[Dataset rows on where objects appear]
▼
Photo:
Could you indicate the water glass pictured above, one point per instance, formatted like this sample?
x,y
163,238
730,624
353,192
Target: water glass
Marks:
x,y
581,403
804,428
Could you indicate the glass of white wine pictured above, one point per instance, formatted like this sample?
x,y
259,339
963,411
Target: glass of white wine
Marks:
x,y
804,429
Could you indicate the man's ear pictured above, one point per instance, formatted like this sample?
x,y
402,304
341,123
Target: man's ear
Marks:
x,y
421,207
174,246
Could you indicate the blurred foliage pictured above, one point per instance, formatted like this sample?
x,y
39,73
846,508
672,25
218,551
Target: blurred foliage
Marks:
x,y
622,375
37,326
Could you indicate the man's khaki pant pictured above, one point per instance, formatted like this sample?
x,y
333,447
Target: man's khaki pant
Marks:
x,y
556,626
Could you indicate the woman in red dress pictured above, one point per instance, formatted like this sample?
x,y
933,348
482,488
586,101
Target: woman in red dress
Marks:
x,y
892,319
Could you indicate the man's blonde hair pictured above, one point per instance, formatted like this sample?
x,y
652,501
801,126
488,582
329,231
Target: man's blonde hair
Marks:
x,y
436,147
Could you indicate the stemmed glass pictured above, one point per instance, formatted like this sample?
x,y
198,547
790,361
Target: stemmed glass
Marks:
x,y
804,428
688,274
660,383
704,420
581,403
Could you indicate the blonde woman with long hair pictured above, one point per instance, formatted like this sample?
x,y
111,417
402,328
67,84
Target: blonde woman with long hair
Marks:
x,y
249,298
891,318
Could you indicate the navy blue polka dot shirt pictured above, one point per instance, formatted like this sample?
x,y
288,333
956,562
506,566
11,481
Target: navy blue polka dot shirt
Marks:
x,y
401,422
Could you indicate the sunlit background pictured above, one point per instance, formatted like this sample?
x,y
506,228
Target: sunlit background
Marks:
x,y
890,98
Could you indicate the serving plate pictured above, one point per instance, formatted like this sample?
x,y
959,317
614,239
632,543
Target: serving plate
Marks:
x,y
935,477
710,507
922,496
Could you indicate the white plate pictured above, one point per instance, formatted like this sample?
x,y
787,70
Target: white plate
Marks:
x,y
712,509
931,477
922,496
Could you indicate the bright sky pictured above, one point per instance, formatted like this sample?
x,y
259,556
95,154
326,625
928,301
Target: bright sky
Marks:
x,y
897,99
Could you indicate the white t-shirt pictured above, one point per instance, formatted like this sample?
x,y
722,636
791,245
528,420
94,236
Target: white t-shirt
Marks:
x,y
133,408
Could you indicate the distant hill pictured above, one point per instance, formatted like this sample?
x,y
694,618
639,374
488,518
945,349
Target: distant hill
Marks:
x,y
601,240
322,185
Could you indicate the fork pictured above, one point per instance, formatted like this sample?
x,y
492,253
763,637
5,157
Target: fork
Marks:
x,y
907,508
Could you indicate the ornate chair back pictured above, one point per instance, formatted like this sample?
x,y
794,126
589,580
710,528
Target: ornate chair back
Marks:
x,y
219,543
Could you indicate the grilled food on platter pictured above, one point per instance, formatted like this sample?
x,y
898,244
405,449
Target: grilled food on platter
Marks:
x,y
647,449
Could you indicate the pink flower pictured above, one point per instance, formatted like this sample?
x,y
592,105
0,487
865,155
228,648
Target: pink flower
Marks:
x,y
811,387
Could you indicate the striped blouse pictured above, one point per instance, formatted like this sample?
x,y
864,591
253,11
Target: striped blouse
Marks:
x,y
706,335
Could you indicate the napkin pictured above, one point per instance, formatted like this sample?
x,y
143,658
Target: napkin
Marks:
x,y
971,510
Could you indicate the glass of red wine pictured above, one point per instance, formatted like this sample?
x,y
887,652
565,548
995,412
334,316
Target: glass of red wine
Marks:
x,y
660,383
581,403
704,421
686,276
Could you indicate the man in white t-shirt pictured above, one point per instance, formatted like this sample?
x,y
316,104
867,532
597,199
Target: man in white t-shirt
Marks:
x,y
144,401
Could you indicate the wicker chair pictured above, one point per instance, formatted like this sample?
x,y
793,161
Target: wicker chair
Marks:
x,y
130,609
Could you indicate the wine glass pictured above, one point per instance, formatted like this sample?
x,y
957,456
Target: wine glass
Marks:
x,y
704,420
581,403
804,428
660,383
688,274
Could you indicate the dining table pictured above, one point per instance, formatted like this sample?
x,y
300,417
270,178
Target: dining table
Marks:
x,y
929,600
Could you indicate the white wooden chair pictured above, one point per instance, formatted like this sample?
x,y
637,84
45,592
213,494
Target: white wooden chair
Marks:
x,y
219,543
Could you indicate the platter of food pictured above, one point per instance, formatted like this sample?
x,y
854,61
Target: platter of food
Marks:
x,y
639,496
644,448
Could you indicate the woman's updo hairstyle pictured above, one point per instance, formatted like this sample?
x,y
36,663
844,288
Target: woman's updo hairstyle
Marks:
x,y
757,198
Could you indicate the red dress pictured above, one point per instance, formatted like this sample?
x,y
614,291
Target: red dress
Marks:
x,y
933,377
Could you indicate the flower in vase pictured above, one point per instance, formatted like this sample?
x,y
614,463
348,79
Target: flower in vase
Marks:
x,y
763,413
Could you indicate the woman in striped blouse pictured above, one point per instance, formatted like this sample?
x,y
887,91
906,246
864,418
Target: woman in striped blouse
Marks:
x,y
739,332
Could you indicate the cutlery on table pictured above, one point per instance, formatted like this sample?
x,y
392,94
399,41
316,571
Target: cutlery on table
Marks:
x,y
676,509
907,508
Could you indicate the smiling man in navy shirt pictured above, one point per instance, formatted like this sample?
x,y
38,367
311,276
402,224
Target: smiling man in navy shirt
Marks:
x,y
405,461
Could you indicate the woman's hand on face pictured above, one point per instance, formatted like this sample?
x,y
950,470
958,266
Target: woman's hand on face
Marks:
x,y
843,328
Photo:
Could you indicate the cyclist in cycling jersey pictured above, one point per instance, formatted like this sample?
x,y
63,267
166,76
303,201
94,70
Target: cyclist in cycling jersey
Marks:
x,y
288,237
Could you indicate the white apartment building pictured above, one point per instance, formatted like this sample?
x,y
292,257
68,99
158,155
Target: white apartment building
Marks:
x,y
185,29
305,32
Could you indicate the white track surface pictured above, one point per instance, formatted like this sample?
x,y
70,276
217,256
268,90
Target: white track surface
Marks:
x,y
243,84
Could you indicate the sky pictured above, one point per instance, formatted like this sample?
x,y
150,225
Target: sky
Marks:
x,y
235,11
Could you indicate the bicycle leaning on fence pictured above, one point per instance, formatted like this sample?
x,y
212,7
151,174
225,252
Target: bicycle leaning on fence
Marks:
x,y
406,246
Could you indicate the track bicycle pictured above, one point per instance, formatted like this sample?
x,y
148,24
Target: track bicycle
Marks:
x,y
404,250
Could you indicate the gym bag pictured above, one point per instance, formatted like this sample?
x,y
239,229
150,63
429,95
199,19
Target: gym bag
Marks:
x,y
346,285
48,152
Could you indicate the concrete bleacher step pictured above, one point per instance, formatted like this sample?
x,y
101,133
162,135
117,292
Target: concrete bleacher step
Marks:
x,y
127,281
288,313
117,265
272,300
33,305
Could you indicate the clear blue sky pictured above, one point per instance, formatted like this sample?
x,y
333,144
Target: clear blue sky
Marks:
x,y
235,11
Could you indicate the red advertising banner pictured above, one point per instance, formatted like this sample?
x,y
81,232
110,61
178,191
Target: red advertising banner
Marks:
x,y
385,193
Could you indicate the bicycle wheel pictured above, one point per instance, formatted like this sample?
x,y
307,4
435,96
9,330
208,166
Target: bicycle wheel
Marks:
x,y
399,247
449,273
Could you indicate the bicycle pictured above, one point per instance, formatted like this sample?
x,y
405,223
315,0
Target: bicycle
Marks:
▲
### WORK TO BE COMPLETED
Render the stretch of the records from the line containing "Could you indicate the bicycle wheel" through the end of the records as a Markdown table with the columns No. and Entry, leaving out blank lines.

### THE RESPONSE
| No. | Entry |
|---|---|
| 1 | Could you indicate the bicycle wheel pictured above, one point per instance, formatted like this sample? |
| 2 | x,y |
| 3 | 307,4 |
| 4 | 435,96 |
| 5 | 9,330 |
| 6 | 208,166 |
| 7 | Target: bicycle wheel |
| 8 | Marks: |
| 9 | x,y |
| 10 | 399,247 |
| 11 | 449,273 |
| 12 | Could you indicate the bicycle pictured above, one point per instance, formatted like this sample? |
| 13 | x,y |
| 14 | 405,223 |
| 15 | 315,0 |
| 16 | Target: bicycle |
| 17 | Marks: |